Coordinate annotation entries
※ ※ ※
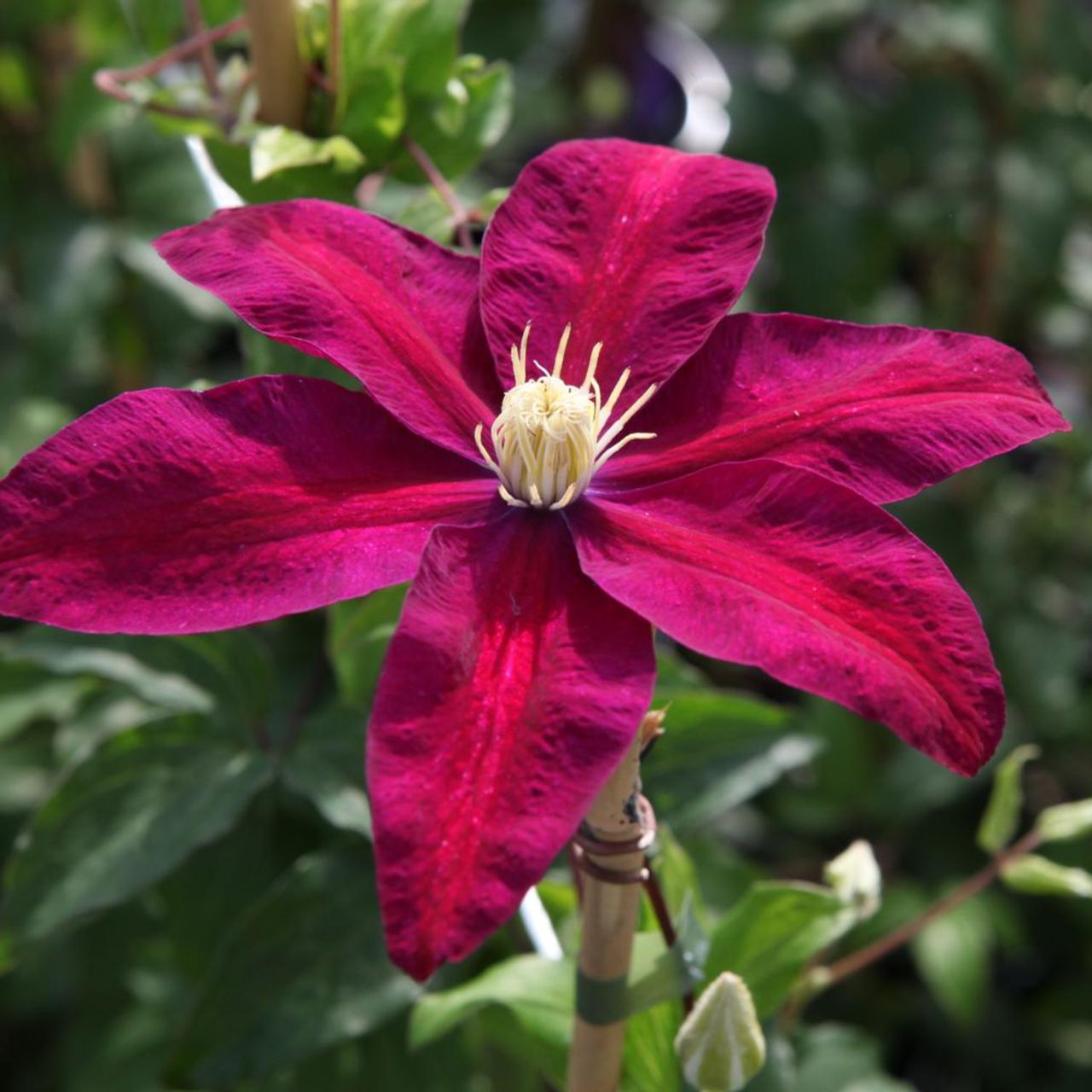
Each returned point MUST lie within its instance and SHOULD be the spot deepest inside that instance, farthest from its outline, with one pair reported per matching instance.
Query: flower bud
(1065, 822)
(1034, 874)
(855, 877)
(721, 1045)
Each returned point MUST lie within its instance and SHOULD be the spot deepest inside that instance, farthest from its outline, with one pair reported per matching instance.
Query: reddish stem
(195, 23)
(655, 893)
(460, 215)
(334, 50)
(112, 81)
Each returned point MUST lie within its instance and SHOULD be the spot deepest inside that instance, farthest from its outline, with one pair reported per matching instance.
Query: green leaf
(327, 767)
(952, 955)
(648, 1060)
(276, 148)
(375, 110)
(356, 642)
(769, 936)
(26, 424)
(1002, 811)
(721, 1043)
(720, 749)
(659, 973)
(486, 115)
(539, 993)
(123, 820)
(63, 653)
(748, 779)
(432, 36)
(1065, 822)
(26, 697)
(304, 969)
(835, 1058)
(1034, 874)
(234, 165)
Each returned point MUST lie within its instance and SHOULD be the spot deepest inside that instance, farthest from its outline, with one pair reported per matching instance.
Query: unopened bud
(1034, 874)
(855, 877)
(1065, 822)
(721, 1045)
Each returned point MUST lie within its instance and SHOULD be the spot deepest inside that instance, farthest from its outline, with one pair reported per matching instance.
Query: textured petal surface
(389, 306)
(511, 690)
(175, 512)
(639, 247)
(884, 410)
(775, 566)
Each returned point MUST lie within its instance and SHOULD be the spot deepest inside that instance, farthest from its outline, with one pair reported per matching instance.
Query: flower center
(549, 438)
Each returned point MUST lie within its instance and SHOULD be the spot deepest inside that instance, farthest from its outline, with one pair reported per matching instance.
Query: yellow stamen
(550, 437)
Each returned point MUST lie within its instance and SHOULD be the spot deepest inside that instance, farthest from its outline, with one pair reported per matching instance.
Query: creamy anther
(549, 437)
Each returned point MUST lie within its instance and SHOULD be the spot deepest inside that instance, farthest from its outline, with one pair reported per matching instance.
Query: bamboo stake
(608, 921)
(274, 57)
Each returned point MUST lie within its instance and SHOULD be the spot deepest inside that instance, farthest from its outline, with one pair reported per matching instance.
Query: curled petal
(386, 305)
(771, 566)
(511, 690)
(642, 248)
(175, 512)
(884, 410)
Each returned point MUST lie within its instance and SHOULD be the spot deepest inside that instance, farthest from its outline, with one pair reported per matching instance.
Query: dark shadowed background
(934, 163)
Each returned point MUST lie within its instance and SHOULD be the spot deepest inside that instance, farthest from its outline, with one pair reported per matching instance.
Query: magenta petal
(511, 690)
(639, 247)
(767, 565)
(884, 410)
(389, 306)
(175, 512)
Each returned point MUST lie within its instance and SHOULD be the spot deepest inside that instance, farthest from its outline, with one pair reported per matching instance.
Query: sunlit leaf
(769, 936)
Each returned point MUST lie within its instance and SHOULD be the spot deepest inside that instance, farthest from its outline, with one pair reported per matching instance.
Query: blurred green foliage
(188, 899)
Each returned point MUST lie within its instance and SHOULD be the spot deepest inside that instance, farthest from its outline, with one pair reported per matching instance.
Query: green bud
(721, 1045)
(1034, 874)
(855, 878)
(1065, 822)
(1002, 811)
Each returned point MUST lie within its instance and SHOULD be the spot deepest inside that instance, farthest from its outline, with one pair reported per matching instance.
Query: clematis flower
(560, 444)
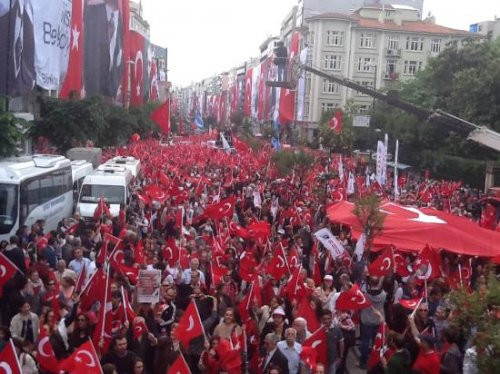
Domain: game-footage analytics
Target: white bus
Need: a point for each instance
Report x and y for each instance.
(110, 182)
(37, 187)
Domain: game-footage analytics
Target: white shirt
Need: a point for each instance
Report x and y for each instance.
(292, 354)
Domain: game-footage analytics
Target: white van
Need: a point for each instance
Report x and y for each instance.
(108, 181)
(32, 188)
(128, 162)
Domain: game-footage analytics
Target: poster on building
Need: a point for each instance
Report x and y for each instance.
(103, 42)
(17, 65)
(148, 286)
(52, 33)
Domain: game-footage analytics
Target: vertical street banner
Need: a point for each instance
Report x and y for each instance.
(255, 90)
(287, 97)
(17, 56)
(381, 163)
(73, 83)
(247, 105)
(139, 69)
(103, 55)
(52, 33)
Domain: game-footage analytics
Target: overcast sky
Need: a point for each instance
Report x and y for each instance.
(206, 37)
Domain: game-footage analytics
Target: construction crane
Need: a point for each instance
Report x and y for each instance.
(479, 134)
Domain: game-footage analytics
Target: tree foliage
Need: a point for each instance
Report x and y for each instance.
(72, 123)
(11, 131)
(463, 80)
(287, 160)
(367, 210)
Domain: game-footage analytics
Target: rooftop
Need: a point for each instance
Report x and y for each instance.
(408, 26)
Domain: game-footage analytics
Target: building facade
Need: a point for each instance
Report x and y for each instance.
(374, 46)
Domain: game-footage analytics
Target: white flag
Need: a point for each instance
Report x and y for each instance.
(360, 247)
(330, 242)
(381, 163)
(350, 184)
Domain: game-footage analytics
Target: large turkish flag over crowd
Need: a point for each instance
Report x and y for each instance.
(411, 228)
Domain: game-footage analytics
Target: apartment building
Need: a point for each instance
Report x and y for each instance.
(375, 46)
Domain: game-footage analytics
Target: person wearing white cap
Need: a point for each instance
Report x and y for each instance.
(326, 291)
(277, 326)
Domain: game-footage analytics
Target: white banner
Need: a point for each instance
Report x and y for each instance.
(330, 242)
(52, 33)
(381, 163)
(255, 90)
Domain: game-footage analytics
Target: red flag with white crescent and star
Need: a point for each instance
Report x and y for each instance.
(190, 326)
(354, 299)
(73, 81)
(287, 97)
(84, 360)
(317, 341)
(8, 359)
(45, 353)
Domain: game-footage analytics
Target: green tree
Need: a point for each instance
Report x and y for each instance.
(463, 80)
(12, 131)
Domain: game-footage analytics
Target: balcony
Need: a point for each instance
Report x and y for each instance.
(393, 52)
(393, 76)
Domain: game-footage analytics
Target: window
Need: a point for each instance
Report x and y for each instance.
(436, 45)
(367, 40)
(366, 64)
(390, 66)
(330, 87)
(393, 42)
(325, 107)
(414, 43)
(412, 67)
(335, 38)
(366, 84)
(332, 62)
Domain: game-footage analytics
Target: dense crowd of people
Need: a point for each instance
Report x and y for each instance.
(224, 260)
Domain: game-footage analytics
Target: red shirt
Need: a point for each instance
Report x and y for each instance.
(427, 363)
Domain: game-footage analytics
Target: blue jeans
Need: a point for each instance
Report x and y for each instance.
(368, 334)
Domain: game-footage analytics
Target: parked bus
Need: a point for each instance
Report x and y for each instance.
(32, 188)
(110, 182)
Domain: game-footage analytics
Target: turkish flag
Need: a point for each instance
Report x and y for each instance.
(254, 295)
(488, 217)
(45, 353)
(8, 359)
(220, 210)
(409, 304)
(171, 252)
(378, 344)
(237, 230)
(317, 341)
(94, 290)
(354, 299)
(161, 116)
(427, 264)
(247, 105)
(411, 228)
(287, 96)
(190, 326)
(73, 81)
(247, 265)
(7, 271)
(278, 265)
(101, 209)
(335, 122)
(259, 230)
(84, 360)
(179, 366)
(305, 310)
(383, 265)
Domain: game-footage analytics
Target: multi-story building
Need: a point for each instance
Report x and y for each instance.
(490, 29)
(374, 46)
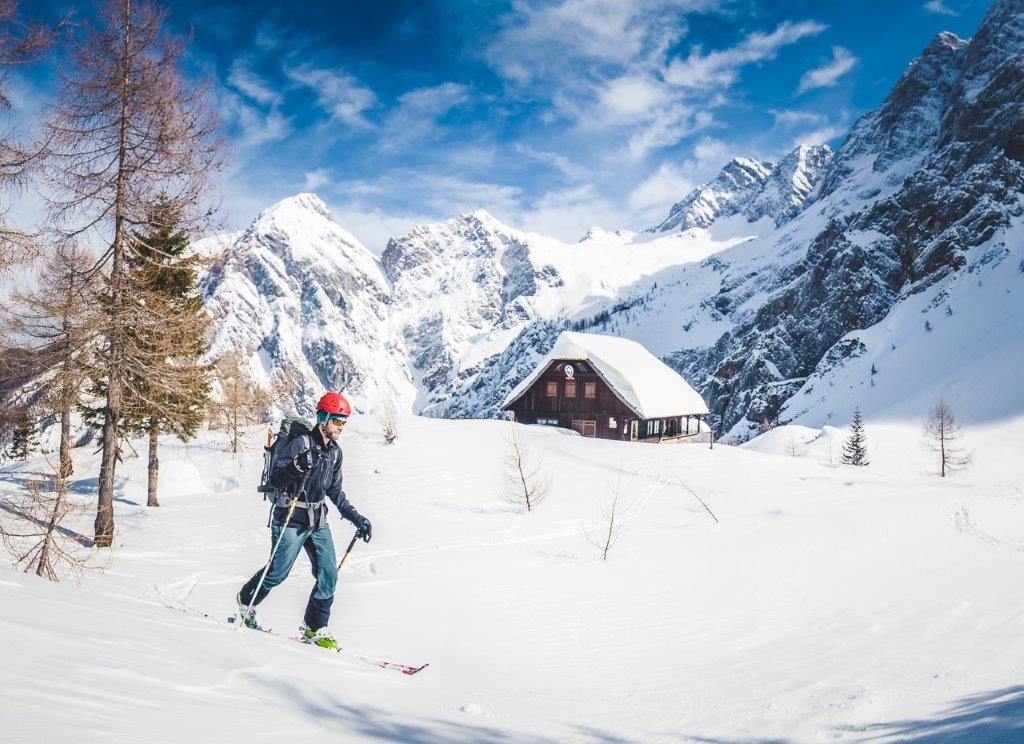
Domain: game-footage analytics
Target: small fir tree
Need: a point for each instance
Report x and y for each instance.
(170, 396)
(855, 446)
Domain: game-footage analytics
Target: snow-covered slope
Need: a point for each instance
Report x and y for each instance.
(300, 296)
(827, 604)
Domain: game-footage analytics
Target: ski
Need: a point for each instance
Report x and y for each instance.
(408, 669)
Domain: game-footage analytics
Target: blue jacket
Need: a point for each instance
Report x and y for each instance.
(323, 481)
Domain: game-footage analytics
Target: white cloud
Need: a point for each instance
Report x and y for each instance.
(560, 162)
(829, 73)
(545, 41)
(787, 117)
(626, 97)
(939, 6)
(720, 68)
(416, 116)
(337, 92)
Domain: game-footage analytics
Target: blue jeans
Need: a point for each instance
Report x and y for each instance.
(320, 548)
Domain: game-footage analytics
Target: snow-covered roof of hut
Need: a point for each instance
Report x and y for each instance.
(644, 383)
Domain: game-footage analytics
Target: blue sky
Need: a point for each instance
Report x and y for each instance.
(553, 116)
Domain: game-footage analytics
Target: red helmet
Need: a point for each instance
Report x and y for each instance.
(334, 404)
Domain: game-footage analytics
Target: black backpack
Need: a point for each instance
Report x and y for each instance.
(290, 429)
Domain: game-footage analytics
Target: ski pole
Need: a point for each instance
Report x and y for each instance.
(348, 550)
(273, 552)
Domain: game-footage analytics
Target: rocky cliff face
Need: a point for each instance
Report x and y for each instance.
(934, 174)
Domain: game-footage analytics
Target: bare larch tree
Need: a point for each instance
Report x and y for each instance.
(527, 484)
(604, 535)
(942, 436)
(33, 530)
(57, 320)
(239, 402)
(127, 129)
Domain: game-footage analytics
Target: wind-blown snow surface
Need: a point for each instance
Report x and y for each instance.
(828, 604)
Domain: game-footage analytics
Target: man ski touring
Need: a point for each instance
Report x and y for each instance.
(303, 473)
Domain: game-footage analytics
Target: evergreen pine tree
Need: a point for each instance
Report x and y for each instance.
(171, 396)
(855, 446)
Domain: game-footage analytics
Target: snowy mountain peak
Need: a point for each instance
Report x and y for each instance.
(754, 188)
(300, 206)
(787, 187)
(300, 298)
(732, 188)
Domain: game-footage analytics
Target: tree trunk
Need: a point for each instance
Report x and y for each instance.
(104, 506)
(154, 463)
(66, 467)
(43, 567)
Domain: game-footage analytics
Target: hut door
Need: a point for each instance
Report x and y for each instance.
(586, 428)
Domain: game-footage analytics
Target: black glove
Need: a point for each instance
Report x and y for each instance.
(305, 462)
(364, 529)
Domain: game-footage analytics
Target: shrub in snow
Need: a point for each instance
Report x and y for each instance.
(32, 532)
(527, 484)
(942, 436)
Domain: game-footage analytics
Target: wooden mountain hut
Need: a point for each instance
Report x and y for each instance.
(612, 388)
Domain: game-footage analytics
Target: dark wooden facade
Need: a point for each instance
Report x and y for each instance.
(583, 401)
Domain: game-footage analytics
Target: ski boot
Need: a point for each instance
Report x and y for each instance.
(246, 615)
(318, 638)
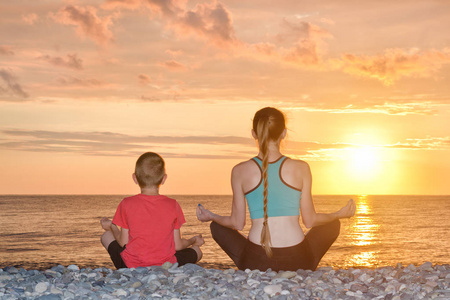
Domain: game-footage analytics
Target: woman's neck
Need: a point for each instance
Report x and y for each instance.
(273, 152)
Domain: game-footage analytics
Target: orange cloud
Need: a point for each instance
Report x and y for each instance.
(210, 20)
(6, 50)
(87, 22)
(30, 19)
(173, 65)
(164, 7)
(144, 79)
(11, 86)
(80, 82)
(394, 64)
(304, 45)
(72, 61)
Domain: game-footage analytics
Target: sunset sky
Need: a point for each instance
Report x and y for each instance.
(88, 86)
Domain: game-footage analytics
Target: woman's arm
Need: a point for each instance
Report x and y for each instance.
(237, 218)
(309, 215)
(182, 243)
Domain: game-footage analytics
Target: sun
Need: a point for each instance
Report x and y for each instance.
(364, 161)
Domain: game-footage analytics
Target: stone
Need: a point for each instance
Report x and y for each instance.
(41, 287)
(73, 268)
(273, 289)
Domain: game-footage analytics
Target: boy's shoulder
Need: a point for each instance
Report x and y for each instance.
(143, 197)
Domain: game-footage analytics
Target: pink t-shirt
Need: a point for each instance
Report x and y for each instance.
(151, 221)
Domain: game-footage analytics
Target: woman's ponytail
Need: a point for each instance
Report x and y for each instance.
(263, 140)
(268, 124)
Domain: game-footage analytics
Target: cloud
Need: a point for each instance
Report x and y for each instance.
(12, 86)
(173, 65)
(429, 143)
(168, 8)
(30, 19)
(144, 79)
(80, 82)
(209, 20)
(299, 44)
(6, 50)
(395, 64)
(223, 147)
(87, 22)
(114, 144)
(71, 61)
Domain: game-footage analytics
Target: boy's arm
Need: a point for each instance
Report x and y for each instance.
(181, 243)
(120, 234)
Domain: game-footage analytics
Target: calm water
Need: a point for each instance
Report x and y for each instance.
(42, 230)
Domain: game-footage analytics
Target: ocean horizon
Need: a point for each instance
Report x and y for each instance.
(43, 230)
※ ※ ※
Objective. Pick out every line of the entries that contains the string "shirt", matching case exactly.

Exercise solution.
Target: white shirt
Target: red shirt
Target: pink t-shirt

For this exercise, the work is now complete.